TASK DESCRIPTION: Please reproduce the items between the lines holding "Please mark the region of every instance of the butcher" and "[[[25,395],[43,396],[49,394],[53,383],[52,364],[25,364]]]", inclusive, with no changes.

╭─ INFORMATION PROVIDED

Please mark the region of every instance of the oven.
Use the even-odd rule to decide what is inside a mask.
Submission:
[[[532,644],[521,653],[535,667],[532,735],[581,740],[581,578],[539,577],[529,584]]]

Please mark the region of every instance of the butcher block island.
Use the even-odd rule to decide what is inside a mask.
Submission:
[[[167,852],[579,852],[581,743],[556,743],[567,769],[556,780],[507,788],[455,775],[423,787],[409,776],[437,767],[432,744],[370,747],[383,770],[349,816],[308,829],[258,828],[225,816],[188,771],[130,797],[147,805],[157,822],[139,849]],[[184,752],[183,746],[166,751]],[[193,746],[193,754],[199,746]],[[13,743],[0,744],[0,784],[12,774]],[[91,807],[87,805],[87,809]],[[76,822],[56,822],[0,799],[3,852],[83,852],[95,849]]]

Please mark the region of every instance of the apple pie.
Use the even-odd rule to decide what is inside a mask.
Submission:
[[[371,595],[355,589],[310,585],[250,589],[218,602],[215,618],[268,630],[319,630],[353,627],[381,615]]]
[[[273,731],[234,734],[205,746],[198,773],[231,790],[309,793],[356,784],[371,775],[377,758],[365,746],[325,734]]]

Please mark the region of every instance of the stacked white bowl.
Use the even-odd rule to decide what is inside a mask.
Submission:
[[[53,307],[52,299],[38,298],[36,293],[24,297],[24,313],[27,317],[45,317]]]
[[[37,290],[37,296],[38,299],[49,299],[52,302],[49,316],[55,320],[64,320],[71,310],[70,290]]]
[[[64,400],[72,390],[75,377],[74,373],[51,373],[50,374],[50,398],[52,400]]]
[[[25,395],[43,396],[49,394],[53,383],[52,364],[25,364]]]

╰─
╭─ INFORMATION PROVIDED

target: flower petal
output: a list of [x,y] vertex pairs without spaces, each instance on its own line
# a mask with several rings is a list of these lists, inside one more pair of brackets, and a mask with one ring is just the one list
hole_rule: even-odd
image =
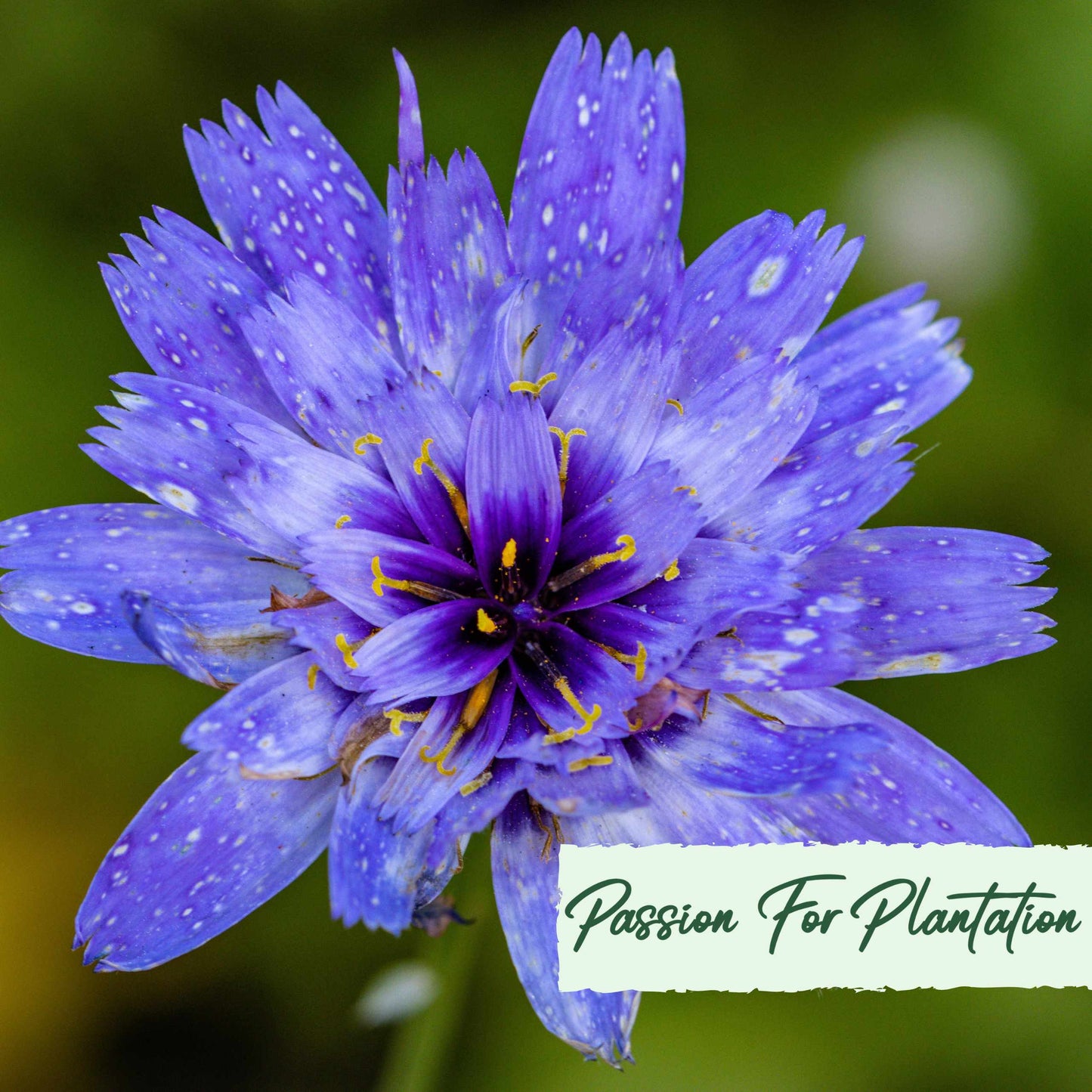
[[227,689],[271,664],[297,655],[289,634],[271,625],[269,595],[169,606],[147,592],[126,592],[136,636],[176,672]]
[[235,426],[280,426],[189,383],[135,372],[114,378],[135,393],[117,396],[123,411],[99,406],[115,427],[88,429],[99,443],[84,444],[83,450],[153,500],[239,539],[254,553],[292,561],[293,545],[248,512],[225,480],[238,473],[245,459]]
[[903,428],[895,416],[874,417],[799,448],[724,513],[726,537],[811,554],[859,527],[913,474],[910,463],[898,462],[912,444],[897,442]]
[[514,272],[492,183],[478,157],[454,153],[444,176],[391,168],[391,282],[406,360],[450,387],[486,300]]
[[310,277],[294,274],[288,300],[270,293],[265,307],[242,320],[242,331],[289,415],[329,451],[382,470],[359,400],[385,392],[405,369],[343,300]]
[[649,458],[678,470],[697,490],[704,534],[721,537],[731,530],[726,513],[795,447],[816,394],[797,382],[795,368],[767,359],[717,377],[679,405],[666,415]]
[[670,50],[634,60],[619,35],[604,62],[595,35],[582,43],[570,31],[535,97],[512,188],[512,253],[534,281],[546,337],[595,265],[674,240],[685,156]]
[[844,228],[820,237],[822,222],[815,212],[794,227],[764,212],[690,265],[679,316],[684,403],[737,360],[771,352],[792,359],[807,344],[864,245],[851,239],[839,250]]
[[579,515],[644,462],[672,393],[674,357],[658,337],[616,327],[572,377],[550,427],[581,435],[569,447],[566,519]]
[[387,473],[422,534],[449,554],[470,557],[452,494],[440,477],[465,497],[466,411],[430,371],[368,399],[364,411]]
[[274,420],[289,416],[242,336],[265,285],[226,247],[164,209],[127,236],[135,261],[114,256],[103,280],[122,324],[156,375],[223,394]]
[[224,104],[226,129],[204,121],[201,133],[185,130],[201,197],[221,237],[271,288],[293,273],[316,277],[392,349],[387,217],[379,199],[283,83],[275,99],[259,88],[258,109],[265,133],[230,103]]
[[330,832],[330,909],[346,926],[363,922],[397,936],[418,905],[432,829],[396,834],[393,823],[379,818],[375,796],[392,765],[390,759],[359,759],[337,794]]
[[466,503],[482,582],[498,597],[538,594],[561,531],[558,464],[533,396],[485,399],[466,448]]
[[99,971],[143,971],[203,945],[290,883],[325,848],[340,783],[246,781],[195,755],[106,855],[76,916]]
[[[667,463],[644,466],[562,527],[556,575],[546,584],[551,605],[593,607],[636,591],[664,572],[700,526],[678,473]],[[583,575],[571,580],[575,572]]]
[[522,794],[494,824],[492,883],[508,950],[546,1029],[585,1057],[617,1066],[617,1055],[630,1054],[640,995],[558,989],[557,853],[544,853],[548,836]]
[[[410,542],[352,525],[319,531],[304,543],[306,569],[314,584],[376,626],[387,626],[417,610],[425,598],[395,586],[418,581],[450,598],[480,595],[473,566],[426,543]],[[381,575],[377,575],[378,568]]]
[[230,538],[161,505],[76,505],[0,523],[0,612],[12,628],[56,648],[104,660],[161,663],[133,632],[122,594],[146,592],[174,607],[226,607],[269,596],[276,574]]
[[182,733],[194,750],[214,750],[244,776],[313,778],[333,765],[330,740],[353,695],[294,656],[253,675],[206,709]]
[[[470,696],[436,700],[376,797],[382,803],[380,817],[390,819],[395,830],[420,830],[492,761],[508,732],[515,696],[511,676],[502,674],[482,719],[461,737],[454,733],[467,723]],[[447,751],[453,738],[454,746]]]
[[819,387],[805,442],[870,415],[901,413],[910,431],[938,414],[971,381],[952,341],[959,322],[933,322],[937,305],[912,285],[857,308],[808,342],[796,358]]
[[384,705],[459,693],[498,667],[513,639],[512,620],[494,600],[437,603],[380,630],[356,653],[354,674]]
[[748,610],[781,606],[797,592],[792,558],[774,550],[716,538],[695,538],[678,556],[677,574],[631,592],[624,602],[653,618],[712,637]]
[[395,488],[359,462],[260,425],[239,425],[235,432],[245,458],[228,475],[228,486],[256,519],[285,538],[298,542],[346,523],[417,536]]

╰─

ANSWER BELOW:
Please mark the region of every instance of the butcher block island.
Use the even-odd rule to decide what is inside a mask.
Submission:
[[[167,852],[579,852],[581,743],[556,743],[567,769],[556,780],[507,788],[455,775],[423,787],[409,776],[437,767],[432,744],[370,747],[383,770],[349,816],[308,829],[258,828],[225,816],[188,771],[130,797],[147,805],[157,822],[139,849]],[[184,752],[183,746],[166,751]],[[193,746],[193,754],[199,746]],[[13,743],[0,744],[0,784],[12,774]],[[91,807],[87,805],[87,809]],[[76,822],[56,822],[0,799],[3,852],[83,852],[95,849]]]

Please mark the region of every instance of the apple pie.
Use the even-odd rule to decide what is inside a mask.
Submission:
[[[371,595],[355,589],[310,585],[250,589],[218,602],[215,618],[268,630],[319,630],[353,627],[381,615]]]
[[[273,731],[234,734],[205,746],[198,773],[231,790],[309,793],[356,784],[371,775],[377,758],[365,746],[325,734]]]

Please mark the region of every instance of the stacked white bowl.
Use the even-odd rule to decide what is inside a mask.
Submission:
[[[53,307],[52,299],[38,298],[36,293],[24,297],[24,313],[27,317],[45,317]]]
[[[37,290],[37,296],[38,299],[49,299],[52,302],[49,316],[55,320],[64,320],[71,310],[70,290]]]
[[[64,400],[72,390],[75,377],[74,373],[51,373],[50,374],[50,398],[52,400]]]
[[[25,395],[43,396],[49,394],[53,383],[52,364],[25,364]]]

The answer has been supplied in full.